WORK REQUIRED:
Report each line of the entries that includes "kiosk" by copying it.

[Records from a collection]
☆ ☆ ☆ ☆

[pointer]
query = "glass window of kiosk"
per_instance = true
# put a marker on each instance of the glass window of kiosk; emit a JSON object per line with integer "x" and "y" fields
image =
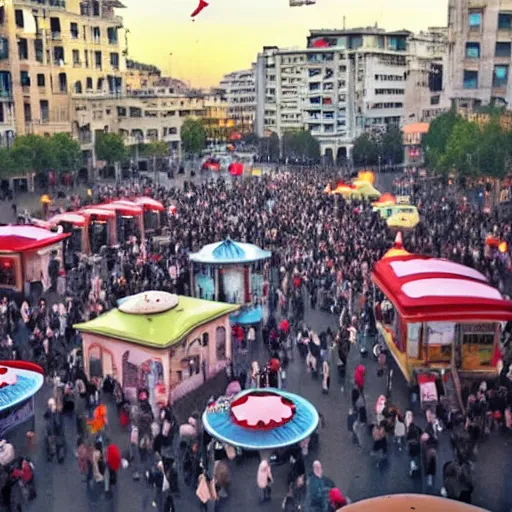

☆ ☆ ☆ ☆

SOLUTION FOR THIS PROBLEM:
query = "glass window of kiosk"
# put a marker on each instance of the glass window of kiosk; emit a JSON object per line with integer "x" and "y" fields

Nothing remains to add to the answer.